▶
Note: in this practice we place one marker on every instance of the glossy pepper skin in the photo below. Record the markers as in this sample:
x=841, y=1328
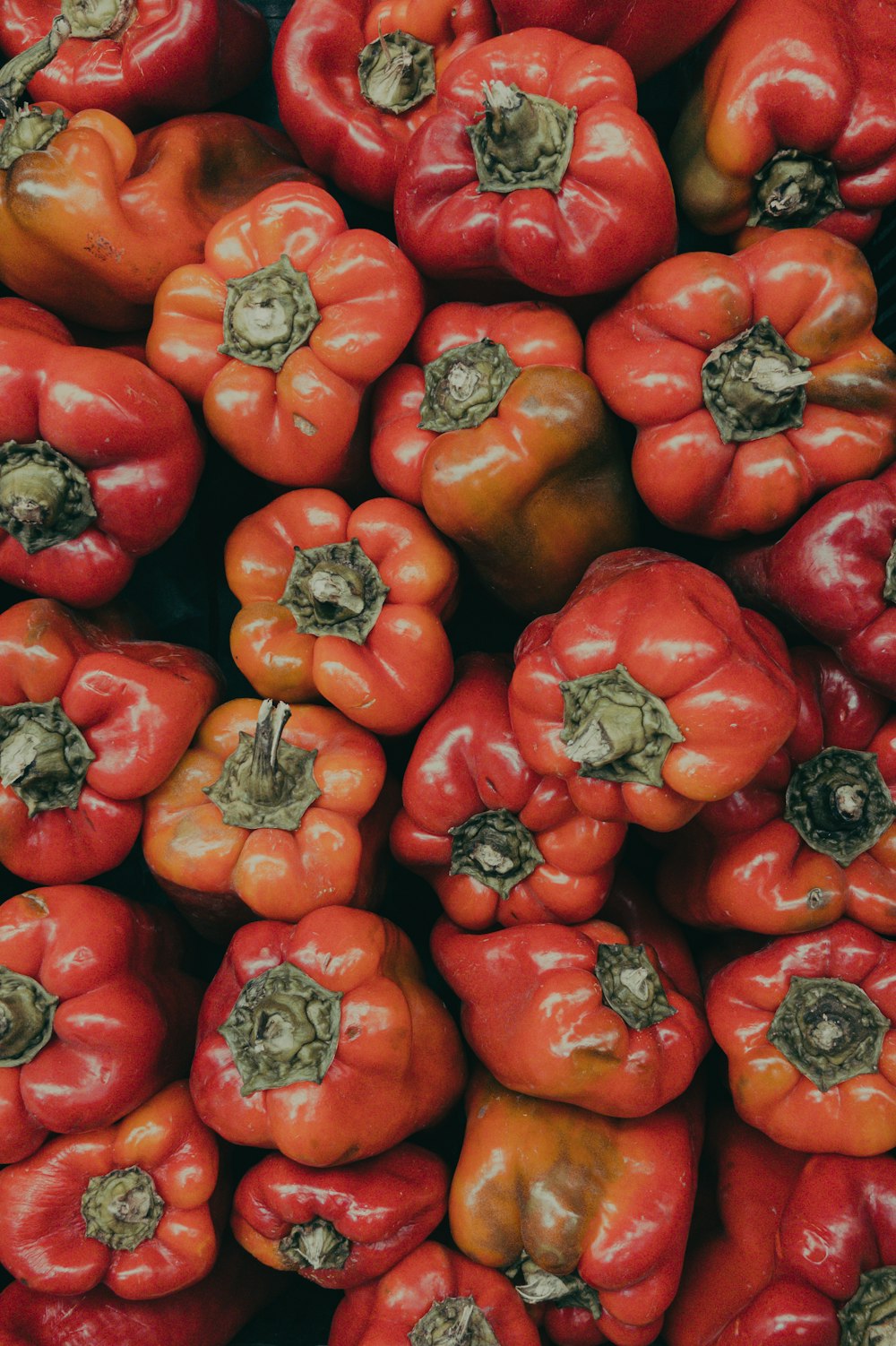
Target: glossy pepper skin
x=799, y=1241
x=354, y=134
x=128, y=1206
x=91, y=723
x=385, y=1061
x=806, y=1024
x=340, y=1227
x=93, y=222
x=434, y=1286
x=813, y=836
x=599, y=222
x=607, y=1016
x=601, y=1204
x=343, y=605
x=99, y=1014
x=142, y=59
x=283, y=397
x=740, y=439
x=498, y=843
x=650, y=35
x=507, y=445
x=831, y=117
x=651, y=692
x=99, y=461
x=206, y=1314
x=297, y=815
x=833, y=573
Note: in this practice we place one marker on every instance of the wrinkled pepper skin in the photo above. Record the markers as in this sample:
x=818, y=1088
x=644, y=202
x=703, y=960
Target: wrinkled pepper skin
x=799, y=1238
x=833, y=574
x=815, y=80
x=91, y=723
x=284, y=397
x=650, y=630
x=118, y=427
x=340, y=1227
x=647, y=32
x=743, y=458
x=148, y=1230
x=474, y=810
x=340, y=132
x=542, y=1010
x=603, y=219
x=759, y=860
x=600, y=1203
x=109, y=1022
x=93, y=222
x=316, y=624
x=434, y=1286
x=263, y=862
x=172, y=56
x=388, y=1053
x=806, y=1024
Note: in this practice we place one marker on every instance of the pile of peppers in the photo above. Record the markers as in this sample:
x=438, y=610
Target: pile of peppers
x=447, y=673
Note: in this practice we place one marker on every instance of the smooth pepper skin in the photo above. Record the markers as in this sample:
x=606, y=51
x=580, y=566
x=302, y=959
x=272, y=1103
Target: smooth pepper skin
x=172, y=56
x=856, y=1116
x=340, y=134
x=91, y=224
x=582, y=1195
x=614, y=213
x=399, y=1064
x=294, y=424
x=125, y=1015
x=814, y=77
x=831, y=574
x=742, y=863
x=401, y=669
x=383, y=1206
x=45, y=1240
x=128, y=431
x=794, y=1236
x=721, y=670
x=466, y=764
x=136, y=704
x=536, y=1015
x=647, y=353
x=385, y=1311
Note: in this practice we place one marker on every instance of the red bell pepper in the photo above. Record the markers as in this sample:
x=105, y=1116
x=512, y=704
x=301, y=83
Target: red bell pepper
x=134, y=1206
x=99, y=461
x=650, y=34
x=588, y=1214
x=806, y=1024
x=273, y=810
x=434, y=1295
x=96, y=1013
x=834, y=574
x=813, y=836
x=755, y=381
x=340, y=1227
x=89, y=724
x=281, y=330
x=804, y=1251
x=346, y=605
x=604, y=1016
x=651, y=692
x=94, y=219
x=537, y=167
x=354, y=80
x=322, y=1040
x=796, y=121
x=499, y=843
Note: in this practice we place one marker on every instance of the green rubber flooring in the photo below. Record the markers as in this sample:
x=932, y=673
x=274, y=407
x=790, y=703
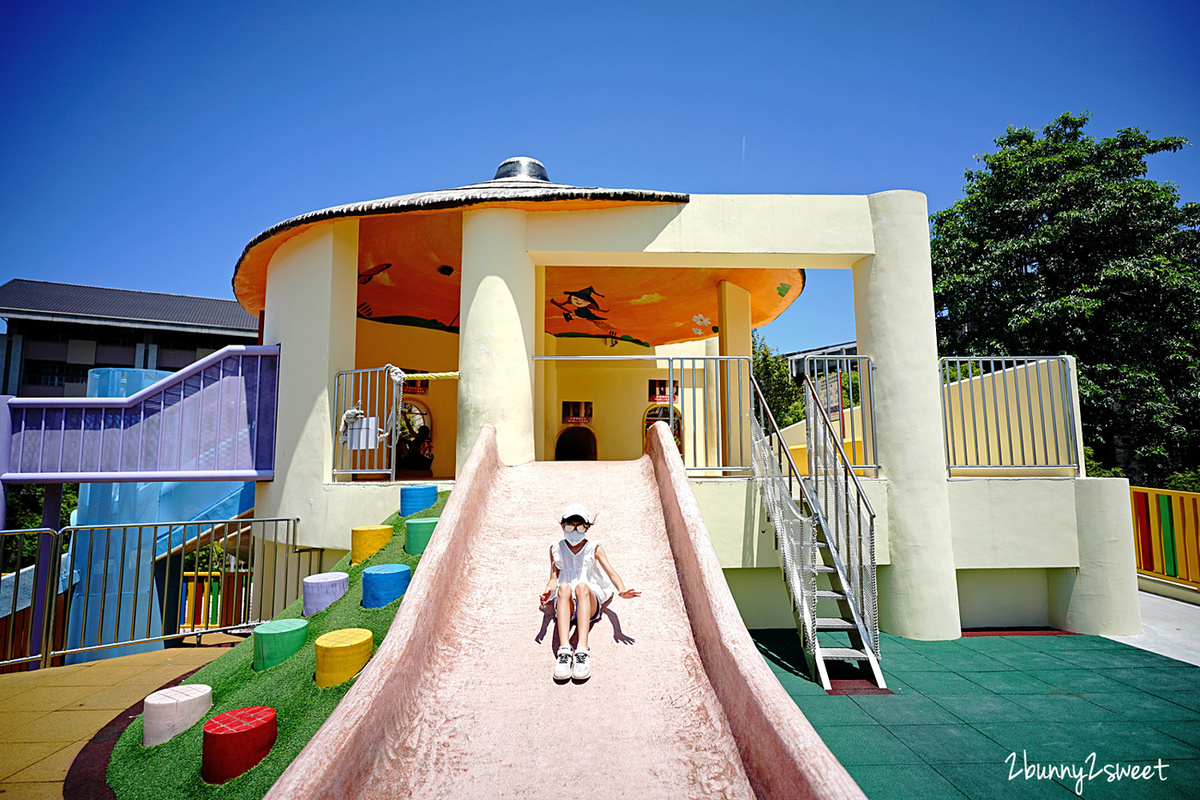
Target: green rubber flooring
x=981, y=716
◀
Exercise brief ▸ The reply should hold only the lines of the listing above starting at the line containing "x=644, y=202" and ending at the line containing "x=301, y=83", exactly as written.

Expected answer ▸
x=644, y=202
x=703, y=960
Target: wrinkled pepper skin
x=799, y=1238
x=833, y=574
x=815, y=80
x=91, y=723
x=284, y=397
x=650, y=630
x=118, y=427
x=340, y=1227
x=647, y=32
x=743, y=458
x=148, y=1230
x=474, y=810
x=340, y=132
x=542, y=1010
x=603, y=219
x=759, y=860
x=600, y=1203
x=109, y=1022
x=93, y=222
x=316, y=624
x=434, y=1286
x=263, y=862
x=172, y=56
x=388, y=1053
x=806, y=1024
Note: in this practice we place one marker on every instance of the pile of peppers in the photo above. Record the markers as in this sample:
x=438, y=610
Target: pile of peppers
x=447, y=673
Note: in this practice we place one marker on every instance of the smooth pepper skin in the photo above. Record the markers as in this sample:
x=606, y=51
x=580, y=566
x=302, y=959
x=272, y=1103
Target: smooth pepper skin
x=172, y=56
x=856, y=1116
x=340, y=134
x=91, y=224
x=582, y=1195
x=614, y=213
x=399, y=1064
x=294, y=424
x=125, y=1015
x=814, y=77
x=831, y=574
x=742, y=863
x=401, y=669
x=383, y=1206
x=45, y=1240
x=128, y=431
x=794, y=1236
x=721, y=670
x=466, y=764
x=136, y=704
x=536, y=1015
x=647, y=353
x=385, y=1311
Note: in this practice we place one marker on every instance of the red bell pepper in the photo above. Record the markers as in this sample:
x=105, y=1116
x=512, y=704
x=301, y=83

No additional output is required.